Records for processing |

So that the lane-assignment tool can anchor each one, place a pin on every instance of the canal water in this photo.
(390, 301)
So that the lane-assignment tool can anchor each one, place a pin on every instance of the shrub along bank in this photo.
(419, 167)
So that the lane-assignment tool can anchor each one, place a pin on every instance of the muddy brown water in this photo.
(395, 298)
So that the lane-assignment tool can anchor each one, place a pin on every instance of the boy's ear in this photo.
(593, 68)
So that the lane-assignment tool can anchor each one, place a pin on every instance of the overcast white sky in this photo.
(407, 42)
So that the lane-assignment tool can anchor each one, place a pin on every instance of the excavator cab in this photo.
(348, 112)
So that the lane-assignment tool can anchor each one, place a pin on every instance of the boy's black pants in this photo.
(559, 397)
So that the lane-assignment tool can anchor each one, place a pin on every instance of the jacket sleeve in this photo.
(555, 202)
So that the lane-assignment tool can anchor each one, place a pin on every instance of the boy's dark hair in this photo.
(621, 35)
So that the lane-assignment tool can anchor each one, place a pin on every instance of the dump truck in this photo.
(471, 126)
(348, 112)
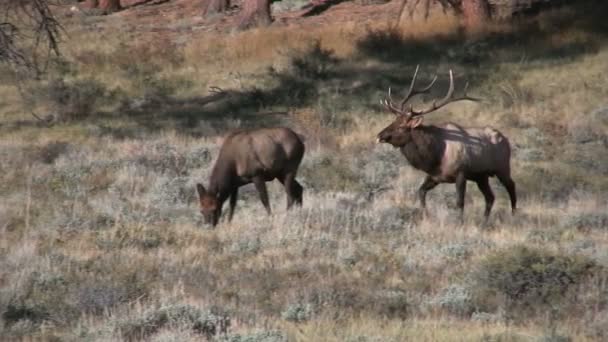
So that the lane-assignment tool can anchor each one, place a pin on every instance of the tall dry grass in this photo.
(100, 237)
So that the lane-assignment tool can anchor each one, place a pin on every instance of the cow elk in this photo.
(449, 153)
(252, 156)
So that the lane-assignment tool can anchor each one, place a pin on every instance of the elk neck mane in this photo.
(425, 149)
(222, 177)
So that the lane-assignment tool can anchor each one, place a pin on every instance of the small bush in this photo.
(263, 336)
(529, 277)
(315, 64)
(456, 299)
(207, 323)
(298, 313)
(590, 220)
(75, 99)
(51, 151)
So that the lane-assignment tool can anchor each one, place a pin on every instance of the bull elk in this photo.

Challenge | Set out every line above as a numbered list, skipping any blank lines and leaving the pictures out.

The completed task |
1. So that the lane-assignment tool can anchor each one, place a pin on every instance of the canal water in this photo.
2. (390, 301)
3. So that the lane-assignment tool can anchor each one, place a pin on every instance of the shrub along bank in this photo.
4. (419, 167)
5. So that the lane-assignment tool can anchor each one, place a pin on every instance of the muddy brown water in this photo.
6. (395, 298)
7. So that the lane-assignment tool can anchor each one, place a pin on every instance of the boy's ear in this photo.
8. (593, 68)
9. So that the lane-assignment tool can anchor each one, place a pin on every instance of the overcast white sky in this photo.
10. (407, 42)
11. So that the lane-assignment tool can anchor each one, place a pin on every instance of the excavator cab in this photo.
12. (348, 112)
13. So that the lane-assignment tool can anchor each one, place a pin on every instance of the boy's black pants in this photo.
14. (559, 397)
15. So that the lane-assignment tool can anchor each one, place a pin on every instance of the jacket sleeve in this photo.
16. (555, 202)
17. So that the lane-assignment tool can anchor each one, place a pin on every instance of the boy's dark hair in this photo.
18. (621, 35)
19. So that the lane-assignment tool can anchor each one, place a pin on every instance of the dump truck in this photo.
20. (471, 126)
21. (348, 112)
22. So that the lane-assignment tool can anchor each one, place a pin on every instance of the tall dry grass in this photo.
23. (100, 237)
24. So that the lane-assignment tool can anchor each one, place a pin on every instance of the cow elk in this photo.
25. (449, 153)
26. (252, 156)
27. So that the lane-assignment tool can anchor each one, place a pin on every instance of the elk neck mane in this photo.
28. (425, 149)
29. (222, 177)
30. So that the lane-assignment tool can anchor each one, place a pin on every instance of the small bush in this photo.
31. (263, 336)
32. (529, 277)
33. (315, 64)
34. (456, 299)
35. (207, 323)
36. (298, 313)
37. (590, 220)
38. (75, 99)
39. (51, 151)
40. So that the lane-assignment tool can anchor each one, place a pin on every instance of the bull elk in this photo.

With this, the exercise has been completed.